§ TASK DETAILS:
Convert the records below into a Markdown table with the columns Row and Text. Put a row number and one line in each row, skip blank lines, and leave out the pictures.

§ RECORDS FOR THE EXERCISE:
## begin
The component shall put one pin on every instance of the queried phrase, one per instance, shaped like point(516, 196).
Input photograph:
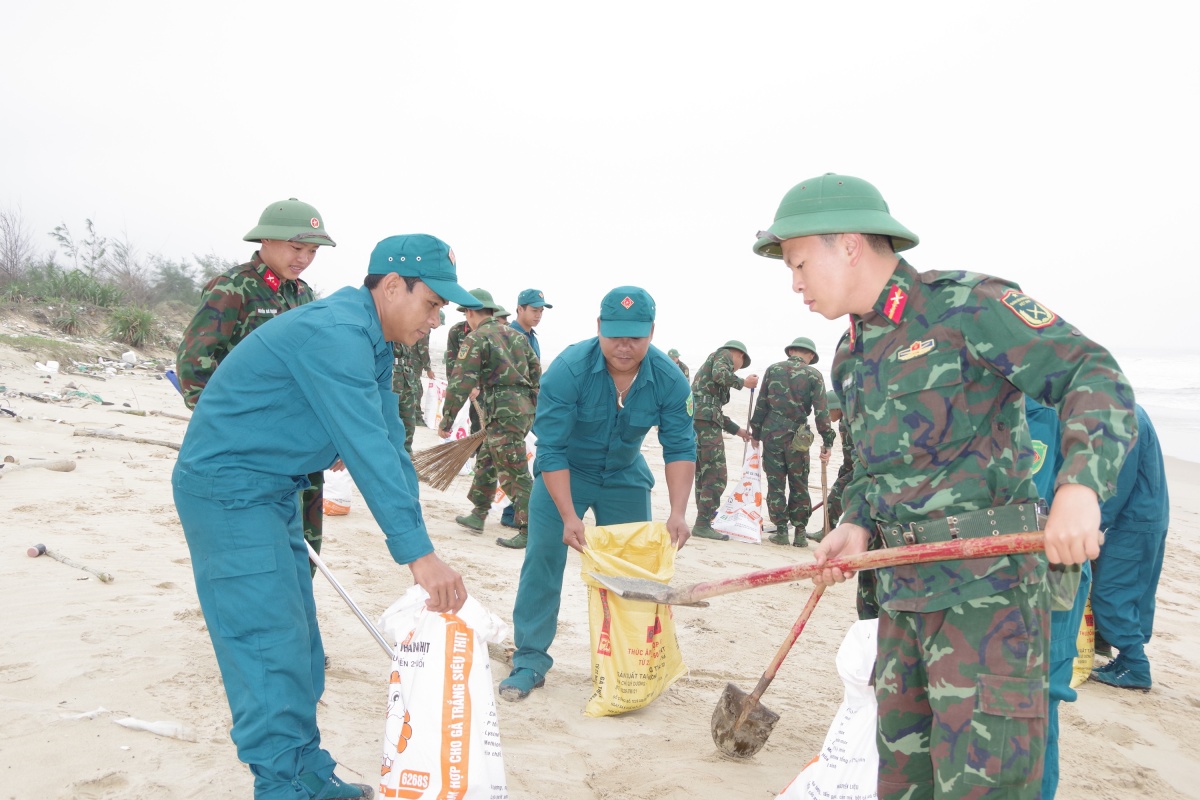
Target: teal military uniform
point(324, 373)
point(581, 427)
## end
§ FINAL ANSWER:
| Row | Text |
|---|---|
| 1 | The component shall put one pin on every instance of the queried phrase, one per instance, shaped like point(516, 196). |
| 2 | Input photograph: |
| 3 | Target: teal military uniform |
| 4 | point(324, 373) |
| 5 | point(581, 427) |